/---
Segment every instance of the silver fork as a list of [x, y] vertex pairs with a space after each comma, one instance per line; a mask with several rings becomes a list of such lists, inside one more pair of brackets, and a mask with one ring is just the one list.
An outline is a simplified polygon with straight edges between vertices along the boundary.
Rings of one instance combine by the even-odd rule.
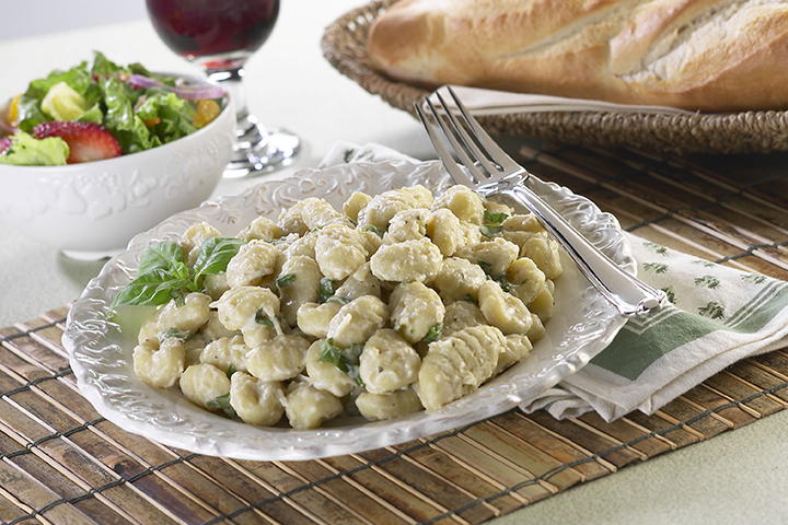
[[465, 125], [462, 125], [449, 109], [440, 92], [437, 91], [436, 95], [443, 112], [439, 112], [429, 98], [425, 98], [425, 102], [467, 173], [454, 161], [449, 149], [440, 140], [436, 125], [428, 120], [420, 105], [414, 103], [414, 107], [452, 179], [456, 184], [468, 186], [484, 197], [500, 194], [510, 196], [531, 210], [569, 254], [586, 278], [623, 315], [640, 316], [660, 308], [665, 302], [665, 293], [624, 271], [525, 186], [524, 183], [531, 174], [495, 143], [463, 106], [454, 91], [451, 88], [445, 89], [454, 100]]

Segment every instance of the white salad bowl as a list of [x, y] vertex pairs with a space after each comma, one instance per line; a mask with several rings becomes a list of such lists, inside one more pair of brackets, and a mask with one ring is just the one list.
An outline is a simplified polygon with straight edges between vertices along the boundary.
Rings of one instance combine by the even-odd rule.
[[[536, 177], [532, 188], [594, 245], [636, 273], [636, 261], [618, 221], [590, 200]], [[613, 339], [626, 318], [563, 254], [556, 279], [555, 308], [546, 335], [533, 351], [473, 394], [444, 407], [390, 421], [340, 417], [314, 430], [254, 427], [229, 420], [187, 401], [177, 388], [152, 388], [134, 372], [132, 352], [140, 325], [151, 307], [118, 308], [107, 318], [117, 293], [136, 277], [140, 255], [161, 241], [178, 241], [192, 224], [208, 222], [222, 235], [235, 235], [257, 217], [274, 221], [283, 208], [308, 197], [324, 198], [336, 209], [354, 191], [376, 195], [415, 184], [440, 192], [451, 180], [438, 161], [351, 163], [305, 170], [281, 182], [205, 202], [177, 213], [136, 236], [129, 249], [111, 259], [68, 315], [63, 346], [77, 385], [95, 409], [124, 430], [199, 454], [241, 459], [314, 459], [395, 445], [490, 418], [534, 399], [586, 365]]]
[[151, 150], [66, 166], [0, 164], [0, 220], [73, 258], [116, 255], [139, 232], [211, 195], [234, 129], [229, 101], [204, 128]]

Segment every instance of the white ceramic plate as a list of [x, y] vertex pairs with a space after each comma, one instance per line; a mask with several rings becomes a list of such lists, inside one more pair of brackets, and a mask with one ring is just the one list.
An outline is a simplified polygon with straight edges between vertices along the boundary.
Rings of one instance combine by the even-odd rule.
[[[618, 222], [591, 201], [535, 177], [532, 188], [627, 271], [636, 270]], [[414, 184], [440, 190], [450, 180], [439, 162], [345, 164], [306, 170], [283, 182], [265, 183], [233, 197], [178, 213], [135, 237], [128, 252], [107, 262], [71, 308], [63, 345], [83, 395], [120, 428], [166, 445], [200, 454], [243, 459], [312, 459], [407, 442], [463, 427], [505, 412], [534, 398], [582, 368], [604, 349], [625, 323], [568, 258], [556, 281], [556, 308], [547, 335], [533, 352], [478, 392], [440, 410], [421, 411], [393, 421], [344, 418], [311, 431], [252, 427], [202, 410], [177, 389], [154, 389], [134, 373], [136, 328], [148, 308], [128, 308], [112, 322], [109, 303], [135, 276], [141, 252], [161, 240], [177, 240], [196, 222], [207, 221], [234, 235], [255, 217], [276, 220], [281, 208], [305, 197], [323, 197], [335, 207], [352, 191], [379, 194]]]

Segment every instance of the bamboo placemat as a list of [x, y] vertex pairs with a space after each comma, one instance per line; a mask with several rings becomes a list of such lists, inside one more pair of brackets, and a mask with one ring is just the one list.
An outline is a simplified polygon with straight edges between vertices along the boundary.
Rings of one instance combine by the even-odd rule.
[[[652, 242], [788, 279], [785, 155], [658, 158], [552, 143], [521, 162]], [[653, 416], [556, 421], [519, 410], [363, 454], [248, 462], [119, 430], [80, 395], [68, 308], [0, 329], [7, 524], [477, 524], [788, 406], [788, 352], [748, 359]]]

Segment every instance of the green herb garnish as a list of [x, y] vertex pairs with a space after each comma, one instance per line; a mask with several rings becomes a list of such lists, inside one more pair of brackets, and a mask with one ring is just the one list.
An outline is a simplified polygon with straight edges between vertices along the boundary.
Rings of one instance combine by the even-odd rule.
[[349, 302], [350, 302], [349, 300], [347, 300], [345, 298], [340, 298], [339, 295], [332, 295], [331, 298], [326, 299], [326, 303], [347, 304]]
[[385, 234], [385, 230], [381, 230], [380, 228], [373, 226], [372, 224], [368, 224], [368, 225], [363, 226], [361, 229], [361, 231], [376, 233], [380, 237], [382, 237], [383, 234]]
[[263, 315], [263, 308], [255, 313], [255, 323], [267, 326], [268, 328], [274, 328], [274, 322], [270, 317]]
[[216, 399], [211, 399], [210, 401], [206, 402], [206, 407], [212, 409], [221, 409], [224, 412], [224, 416], [230, 419], [233, 419], [235, 417], [235, 409], [232, 408], [232, 405], [230, 405], [229, 392], [223, 396], [219, 396]]
[[296, 273], [288, 273], [287, 276], [282, 276], [277, 279], [277, 288], [285, 288], [289, 287], [293, 282], [296, 282]]
[[321, 350], [323, 351], [320, 357], [321, 361], [332, 363], [360, 386], [364, 386], [361, 375], [359, 375], [359, 355], [363, 351], [363, 345], [340, 348], [334, 345], [334, 339], [326, 339], [321, 345]]
[[321, 278], [321, 294], [320, 299], [317, 300], [318, 303], [323, 304], [328, 299], [334, 295], [334, 292], [336, 291], [336, 281], [329, 277], [322, 277]]
[[177, 328], [169, 328], [164, 330], [160, 336], [159, 340], [164, 341], [164, 339], [169, 339], [171, 337], [174, 337], [175, 339], [185, 340], [187, 339], [192, 334], [189, 331], [179, 330]]
[[443, 330], [443, 323], [436, 323], [434, 325], [430, 326], [429, 331], [424, 337], [424, 339], [421, 339], [421, 342], [437, 341], [438, 338], [440, 338], [440, 334], [442, 330]]
[[503, 229], [501, 223], [506, 221], [508, 217], [506, 213], [493, 213], [489, 210], [485, 210], [484, 224], [479, 226], [482, 235], [491, 237], [499, 234]]
[[507, 213], [493, 213], [485, 210], [485, 224], [500, 224], [509, 218]]
[[150, 246], [140, 256], [137, 278], [126, 284], [109, 305], [109, 312], [117, 306], [159, 306], [175, 300], [181, 305], [186, 292], [205, 291], [204, 279], [208, 275], [227, 270], [230, 259], [237, 254], [243, 241], [235, 237], [209, 237], [189, 272], [183, 247], [173, 241], [162, 241]]

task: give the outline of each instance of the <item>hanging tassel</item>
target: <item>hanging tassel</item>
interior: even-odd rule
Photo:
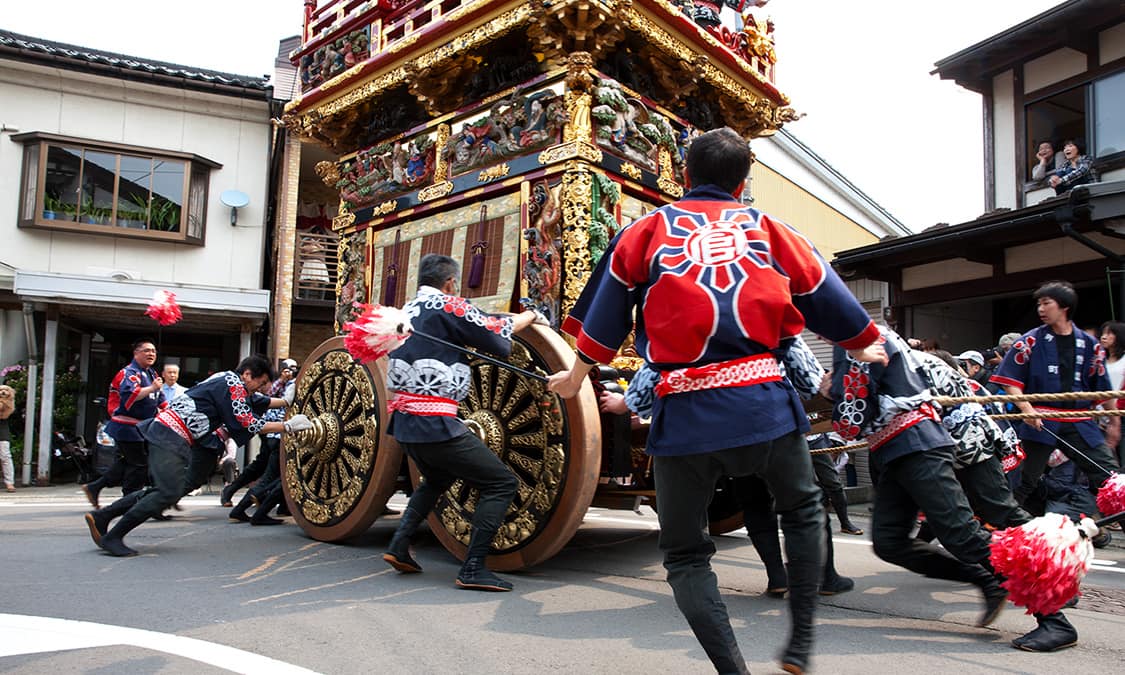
\---
SET EXERCISE:
Put the lines from the line with "task: give the" up to and including the last line of the records into a numbered list, skipping any blank lines and leaving out the pictures.

WRITTEN RESPONSE:
1. task: give the outline of each instance of the <item>hanging tassel</item>
2. target: <item>hanging tassel</item>
3. interior: even-odd rule
4. Photo:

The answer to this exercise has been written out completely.